=== Problem ===
Tally how many lines of these entries hold the string "Then". Return the number alone.

=== Dataset ===

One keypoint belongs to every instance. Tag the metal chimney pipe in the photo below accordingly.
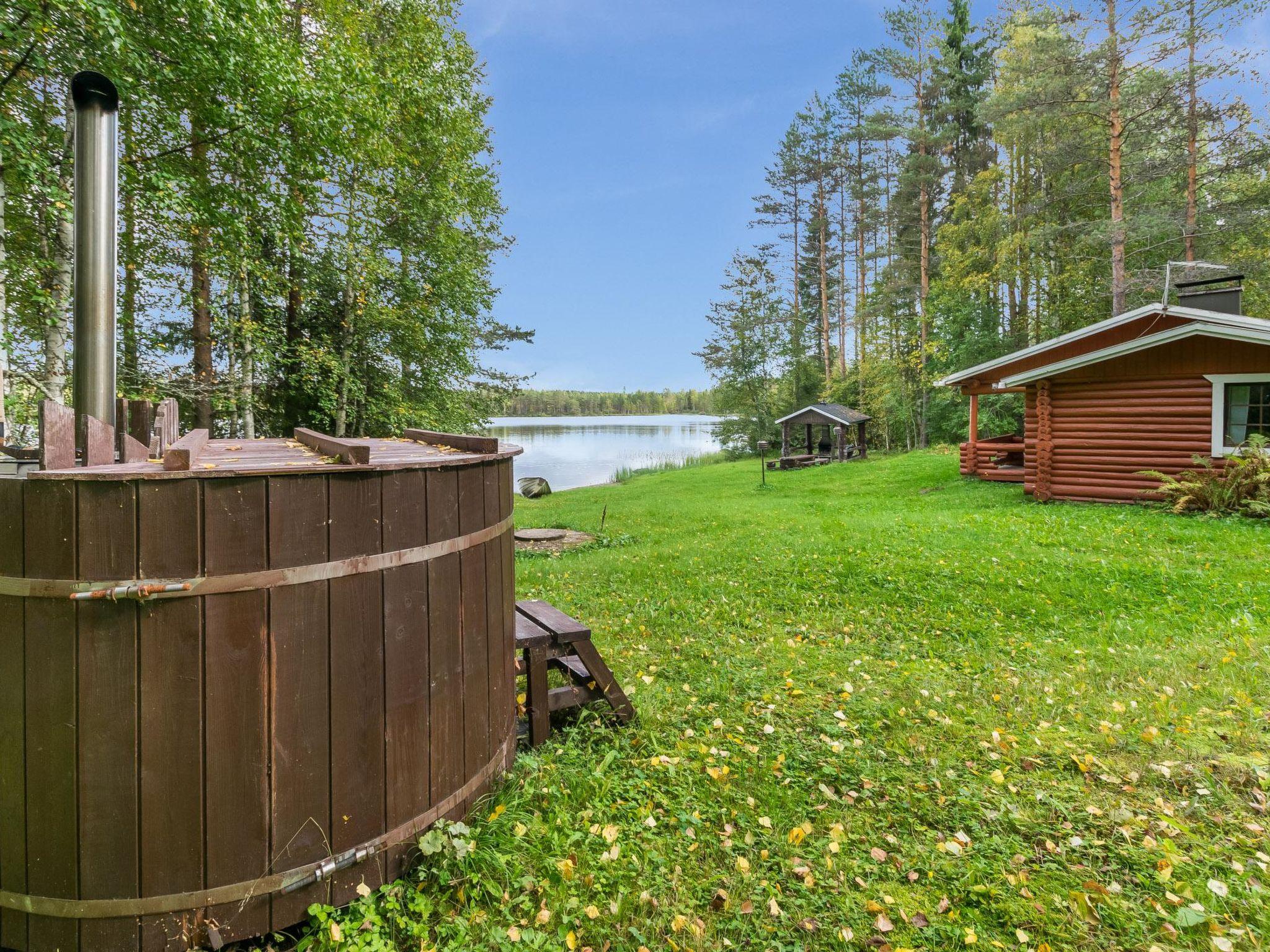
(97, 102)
---
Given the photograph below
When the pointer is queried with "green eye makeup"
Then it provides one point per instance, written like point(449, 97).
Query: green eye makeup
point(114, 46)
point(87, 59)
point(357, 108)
--
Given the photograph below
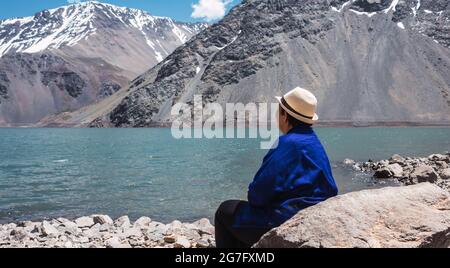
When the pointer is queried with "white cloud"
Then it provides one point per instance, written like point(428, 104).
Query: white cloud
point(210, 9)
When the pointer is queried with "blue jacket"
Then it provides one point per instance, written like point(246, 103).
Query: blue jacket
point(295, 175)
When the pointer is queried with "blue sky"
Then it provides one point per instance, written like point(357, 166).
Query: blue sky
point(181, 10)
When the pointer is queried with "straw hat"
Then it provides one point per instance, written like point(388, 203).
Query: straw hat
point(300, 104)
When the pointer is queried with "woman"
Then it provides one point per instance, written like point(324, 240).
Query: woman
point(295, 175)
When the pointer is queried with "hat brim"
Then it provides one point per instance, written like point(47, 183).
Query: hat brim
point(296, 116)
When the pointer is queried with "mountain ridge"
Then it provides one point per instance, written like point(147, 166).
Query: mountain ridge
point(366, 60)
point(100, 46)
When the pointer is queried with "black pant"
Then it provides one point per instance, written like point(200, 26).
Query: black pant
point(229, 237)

=== Result of this task ===
9